**Instructions to follow:** Track down each line below containing the string "hair" and copy it.

▶

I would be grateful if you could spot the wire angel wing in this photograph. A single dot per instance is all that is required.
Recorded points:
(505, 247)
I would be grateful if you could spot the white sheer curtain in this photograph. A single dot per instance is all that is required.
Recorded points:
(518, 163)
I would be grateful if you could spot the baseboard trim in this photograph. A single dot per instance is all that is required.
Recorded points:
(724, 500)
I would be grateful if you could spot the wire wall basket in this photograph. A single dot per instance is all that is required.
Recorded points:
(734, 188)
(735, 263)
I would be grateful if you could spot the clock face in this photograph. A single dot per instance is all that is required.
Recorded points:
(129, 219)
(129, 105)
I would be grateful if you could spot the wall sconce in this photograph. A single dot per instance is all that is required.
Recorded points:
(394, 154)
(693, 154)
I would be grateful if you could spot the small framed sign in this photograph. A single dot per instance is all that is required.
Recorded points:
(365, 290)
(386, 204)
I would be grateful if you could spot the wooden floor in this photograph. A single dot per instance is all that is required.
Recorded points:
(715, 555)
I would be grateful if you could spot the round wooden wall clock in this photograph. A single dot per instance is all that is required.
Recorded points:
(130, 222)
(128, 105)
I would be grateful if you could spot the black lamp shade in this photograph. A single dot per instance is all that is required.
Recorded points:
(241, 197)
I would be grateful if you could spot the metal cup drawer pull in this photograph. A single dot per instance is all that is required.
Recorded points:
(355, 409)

◀
▶

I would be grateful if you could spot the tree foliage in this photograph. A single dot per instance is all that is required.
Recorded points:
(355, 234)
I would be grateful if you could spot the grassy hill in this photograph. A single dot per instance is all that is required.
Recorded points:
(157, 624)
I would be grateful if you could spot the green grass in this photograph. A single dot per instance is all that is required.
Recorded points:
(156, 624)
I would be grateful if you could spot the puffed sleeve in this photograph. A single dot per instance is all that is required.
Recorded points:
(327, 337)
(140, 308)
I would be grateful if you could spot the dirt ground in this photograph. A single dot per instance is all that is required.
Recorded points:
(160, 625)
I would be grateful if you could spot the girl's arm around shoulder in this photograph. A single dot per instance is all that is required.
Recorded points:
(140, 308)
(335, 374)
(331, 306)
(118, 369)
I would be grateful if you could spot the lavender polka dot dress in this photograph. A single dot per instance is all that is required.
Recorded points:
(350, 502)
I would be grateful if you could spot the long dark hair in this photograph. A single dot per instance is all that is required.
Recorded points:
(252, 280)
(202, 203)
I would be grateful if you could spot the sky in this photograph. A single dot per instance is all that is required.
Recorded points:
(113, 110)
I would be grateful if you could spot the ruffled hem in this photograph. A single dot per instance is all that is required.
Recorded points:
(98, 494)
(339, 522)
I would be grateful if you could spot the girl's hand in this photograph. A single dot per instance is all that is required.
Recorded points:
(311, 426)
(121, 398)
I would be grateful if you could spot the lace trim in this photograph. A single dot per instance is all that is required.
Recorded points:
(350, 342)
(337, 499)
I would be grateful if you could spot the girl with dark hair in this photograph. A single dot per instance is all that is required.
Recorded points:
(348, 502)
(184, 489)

◀

**Output of the exercise:**
I would be grateful if you could spot the long dark hair in this photograph. A single dot per instance is all that is required.
I would be grateful if you could spot the girl with dark hair in this photograph. A single dot per instance is all that is required.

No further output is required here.